## REQUIREMENTS
Turn each line of the data below into an item of a numbered list, leaving out any blank lines.

## ENTRIES PROVIDED
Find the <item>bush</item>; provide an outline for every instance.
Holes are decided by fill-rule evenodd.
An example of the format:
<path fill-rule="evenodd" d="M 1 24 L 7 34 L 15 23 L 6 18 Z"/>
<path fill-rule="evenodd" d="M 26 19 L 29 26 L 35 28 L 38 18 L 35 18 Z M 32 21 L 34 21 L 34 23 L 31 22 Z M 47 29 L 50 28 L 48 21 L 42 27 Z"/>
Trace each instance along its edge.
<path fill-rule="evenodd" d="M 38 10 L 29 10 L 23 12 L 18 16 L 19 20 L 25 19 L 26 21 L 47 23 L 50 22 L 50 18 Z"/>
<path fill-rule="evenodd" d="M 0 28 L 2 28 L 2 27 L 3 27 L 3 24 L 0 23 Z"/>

## SOLUTION TO THE PROBLEM
1. Find the <item>bush</item>; provide an outline for every instance.
2. Holes are decided by fill-rule evenodd.
3. An example of the format:
4. <path fill-rule="evenodd" d="M 1 24 L 7 34 L 15 23 L 6 18 Z"/>
5. <path fill-rule="evenodd" d="M 26 19 L 29 26 L 35 28 L 38 18 L 35 18 Z M 32 21 L 34 21 L 34 23 L 31 22 Z M 47 29 L 50 28 L 48 21 L 42 27 Z"/>
6. Trace each instance along its edge.
7. <path fill-rule="evenodd" d="M 38 10 L 29 10 L 23 12 L 18 16 L 19 20 L 25 19 L 26 21 L 47 23 L 50 22 L 50 18 Z"/>
8. <path fill-rule="evenodd" d="M 0 28 L 2 28 L 2 27 L 3 27 L 3 24 L 0 23 Z"/>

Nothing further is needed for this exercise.